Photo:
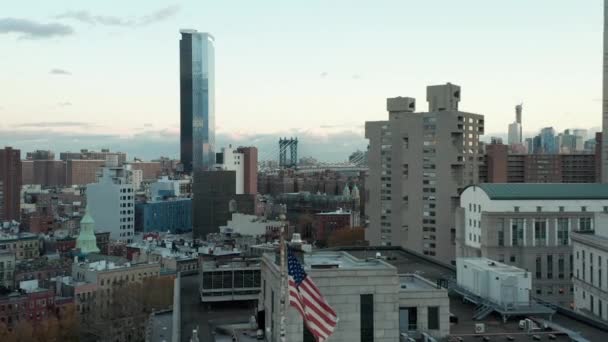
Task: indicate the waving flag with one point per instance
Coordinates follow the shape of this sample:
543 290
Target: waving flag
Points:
304 295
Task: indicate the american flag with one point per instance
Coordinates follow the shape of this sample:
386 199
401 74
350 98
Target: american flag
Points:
304 295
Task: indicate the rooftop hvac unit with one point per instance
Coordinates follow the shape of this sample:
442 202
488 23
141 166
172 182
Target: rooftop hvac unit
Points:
428 338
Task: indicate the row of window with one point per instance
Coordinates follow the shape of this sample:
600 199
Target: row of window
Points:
561 209
596 306
540 231
590 270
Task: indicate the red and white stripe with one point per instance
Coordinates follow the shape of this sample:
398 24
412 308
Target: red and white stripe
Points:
319 317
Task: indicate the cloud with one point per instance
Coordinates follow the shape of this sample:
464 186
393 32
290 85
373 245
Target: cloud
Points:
59 72
56 124
29 29
95 19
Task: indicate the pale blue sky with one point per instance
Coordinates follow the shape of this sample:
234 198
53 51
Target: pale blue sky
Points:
323 66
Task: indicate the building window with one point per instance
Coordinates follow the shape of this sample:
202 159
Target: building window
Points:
599 271
540 232
539 273
367 317
563 237
433 318
408 319
501 232
517 232
584 223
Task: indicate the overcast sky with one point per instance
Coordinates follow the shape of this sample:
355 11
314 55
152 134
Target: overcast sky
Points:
110 69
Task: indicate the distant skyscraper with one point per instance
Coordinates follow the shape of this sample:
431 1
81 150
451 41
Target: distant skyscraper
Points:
547 140
604 150
515 131
10 184
197 100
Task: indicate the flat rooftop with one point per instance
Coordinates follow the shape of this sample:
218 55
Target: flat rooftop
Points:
489 264
408 263
343 260
414 282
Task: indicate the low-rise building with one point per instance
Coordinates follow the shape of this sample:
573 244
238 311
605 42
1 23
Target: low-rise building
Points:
235 279
23 245
529 226
179 259
590 278
372 301
7 269
252 225
174 215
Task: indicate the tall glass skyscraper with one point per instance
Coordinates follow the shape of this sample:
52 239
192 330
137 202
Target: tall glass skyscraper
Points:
197 100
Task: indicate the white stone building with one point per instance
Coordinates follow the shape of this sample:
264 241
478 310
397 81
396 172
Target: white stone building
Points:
418 164
529 226
371 299
590 250
111 201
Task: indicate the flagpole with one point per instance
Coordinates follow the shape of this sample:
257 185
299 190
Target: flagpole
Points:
283 305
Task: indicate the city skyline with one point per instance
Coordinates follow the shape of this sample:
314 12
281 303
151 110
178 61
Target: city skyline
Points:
334 91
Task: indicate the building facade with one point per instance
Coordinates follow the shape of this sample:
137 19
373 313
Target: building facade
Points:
372 302
112 202
7 269
250 172
151 170
590 250
104 154
82 171
197 100
418 163
529 226
214 199
230 159
327 223
10 188
23 245
174 215
502 166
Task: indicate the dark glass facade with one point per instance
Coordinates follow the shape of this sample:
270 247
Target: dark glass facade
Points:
197 100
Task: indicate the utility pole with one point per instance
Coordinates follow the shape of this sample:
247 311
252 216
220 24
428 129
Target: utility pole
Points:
283 305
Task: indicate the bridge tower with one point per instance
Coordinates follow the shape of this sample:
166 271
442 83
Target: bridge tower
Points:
290 144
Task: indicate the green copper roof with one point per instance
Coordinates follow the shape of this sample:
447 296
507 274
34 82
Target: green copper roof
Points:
545 191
================================
Exercise description: Return the full set of lines above word for word and with no pictures.

Response:
Photo:
Task: indicate the waving flag with one point per instance
Coordinates follow the shape of this sample:
543 290
Target: waving flag
Points:
304 295
Task: indicate the american flag with one point per instance
Coordinates follow the shape of this sample:
386 199
401 74
350 98
Target: american flag
Points:
304 295
Task: indicate the rooftop hvac unit with one point per instance
Coordinates follow the shape of this sample:
442 202
488 23
141 166
172 182
Target: rooftop hvac unit
Points:
428 338
Task: indicate the row of window with one point per instance
Coordinates follow the shape of this sample:
600 199
Target: row of window
Points:
561 209
596 306
540 231
590 270
Task: indicate the red and white stripe with one point per instance
Coordinates follow the shape of this sample:
398 24
412 308
Target: red and white stripe
Points:
319 317
Task: indicate the cloud with one point per instance
Coordinates follow the shape of this sample:
464 186
393 32
290 85
373 245
Target: cloud
Points:
59 72
56 124
29 29
95 19
Task: indicate the pale blue sky with one point per instance
Coordinates follow the shape of this sample:
234 198
53 51
Target: pale blue sky
Points:
323 66
Task: indicate the building window with one point per instance
Coordinates follow the shape of this sample:
202 159
Target: building window
Points:
599 271
540 232
539 273
367 317
563 237
433 318
408 319
501 232
517 232
584 223
Task: indicate the overcast sky with one point per instance
Coordinates follow the shape of this sample:
355 11
314 55
152 134
Target: overcast sky
Points:
110 69
Task: indicate the distant skyscraper with one point per instance
Coordinates follow the shape of this sample:
431 1
81 150
451 41
Target: distant skyscraper
Points:
547 140
604 150
515 131
10 184
197 100
Task: indicate the flat rooftop with one point per instance
Coordinates follow the shape of this sample:
218 55
Target: flat rooftop
Points:
489 264
408 263
343 260
414 282
Task: indicate the low-rise building with one point per instance
Coordinates follow the shape of this sample:
573 244
238 311
605 42
1 23
Target: low-rise building
Points:
235 279
23 245
529 226
179 259
590 278
372 301
7 269
252 225
174 215
Task: indicate the tall glass skyscraper with one point per instance
Coordinates follow the shape of this sample:
52 239
192 330
137 202
Target: tall glass skyscraper
Points:
197 100
Task: indicate the white stone building with one point per instance
Coordinates follow the shape of this sample:
264 241
478 310
397 81
396 172
Target: white stone building
Points:
418 164
529 226
371 299
590 250
111 201
Task: indicate the flagpole with one point per instance
Coordinates follow the shape of this sample:
257 185
299 190
Target: flagpole
Points:
283 305
Task: indicate the city skyline with one point per instance
Coordinates follow the shape of this sample:
314 12
281 303
151 110
178 61
Target: city skyline
Points:
334 91
Task: indicate the building facade with one point per instance
Coordinates follow the shape of this sample:
137 19
373 313
Target: building facade
Points:
372 302
112 202
7 269
250 172
151 170
590 250
104 154
82 171
197 100
418 163
529 226
214 199
230 159
327 223
10 188
23 245
174 215
502 166
Task: indicate the dark glass facade with one point per instance
Coordinates follow the shape of this sample:
270 247
Target: dark glass facade
Points:
197 100
Task: indicate the utility pole with one point per instance
Coordinates follow the shape of this sample:
247 311
252 216
220 24
428 129
Target: utility pole
Points:
283 305
Task: indicate the bridge tower with one point per instance
Coordinates follow the shape of this sample:
166 271
442 83
Target: bridge tower
Points:
290 144
Task: indicate the green copper roof with one point per instance
Coordinates follow the shape of this sample:
447 296
507 274
34 82
Target: green copper roof
Points:
545 191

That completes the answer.